++++ TRECHO SELECIONADO
O varejo não foi o único segmento que sinalizou que o seu ambiente competitivo está pregando por maior razoabilidade. A mesma discussão apareceu, por exemplo, entre empresas de educação.

A Cogna (COGN3) afirmou que na Kroton, uma das suas principais marcas, houve espaço para aumentar o ticket médio, com maior captação e também com repasse do IPCA nas rematrículas.  Além disso, a companhia vem diminuindo o seu número de campi, com o fechamento de 12 unidades na base anual.

Em entrevista ao InfoMoney, Roberto Valério, CEO da Cogna, explicou que todo o setor de educação está mais racional, o que explica o ticket médio resiliente.

“O foco da companhia em ampliar a base de alunos sem renunciar à qualidade de receita permitiu o crescimento de receita líquida de dois dígitos em Kroton nos últimos 3 trimestres”, destacou o release de resultados do 1T23 da companhia.

A receita  da Kroton subiu 14,9% ano a ano, para R$ 806,3 milhões, em seu terceiro trimestre consecutivo de crescimento de dois dígitos.

A Cielo (CIEL3) talvez seja, por fim, o caso mais marcante quando o assunto é competição racional. A companhia enfrentou períodos difíceis nos últimos anos, perdendo recorrentemente espaço no mercado das adquirentes, mas sempre bateu na tecla que prezava pela rentabilidade.

Recentemente, contudo, ela voltou a ganhar espaço surfando, justamente, no repasse de preços tardio de empresas do ramo – e suas ações vêm repercutindo isso.

“Temos sido bastante enfáticos nas conversas com o mercado sobre o nosso foco em rentabilidade e geração de valor, que são os principais direcionadores para a gestão dos negócios na Cielo”, defendeu Estanislau Bassols, CEO da Cielo. “A filosofia que temos adotado aqui é a de cada vez mais buscar nichos que têm maior rentabilidade e ao mesmo tempo reforçar os canais de afiliação e qualidade de serviço para que possamos ter um crescimento sustentável”.

No primeiro trimestre, a companhia viu seu share no segmento de grandes contas recuar na base anual, mas defendeu que isso se deu por conta de mais um movimento de irracionalidade.

“Esses clientes tinham uma margem que era marginalmente positiva na Cielo, e tiveram uma oferta da concorrência que foi muito muito menor que o nosso preço. Isso nos dá a certeza que os clientes foram para com a concorrência operando de forma negativa. Nós temos falado que nós não vamos atuar alugando market share”, exclamou o CEO.

Os executivos mencionam, porém, que no passado esse comportamento sempre foi revertido.
++++++++
++++ EXTRATO DOS REGISTROS
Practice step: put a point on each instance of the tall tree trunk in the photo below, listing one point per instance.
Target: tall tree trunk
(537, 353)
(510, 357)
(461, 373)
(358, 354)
++++++++
*TAREFA A REALIZAR*
Por favor, reescreva o trecho sobre competição racional desde "Em entrevista ao" até "1T23 da companhia." e substitua "ticket médio" por "preço médio".

*RESPOSTA CORRETA*
Em entrevista ao InfoMoney, Roberto Valério, CEO da Cogna, explicou que todo o setor de educação está mais racional, o que explica o preço médio resiliente.

“O foco da companhia em ampliar a base de alunos sem renunciar à qualidade de receita permitiu o crescimento de receita líquida de dois dígitos em Kroton nos últimos 3 trimestres”, destacou o release de resultados do 1T23 da companhia.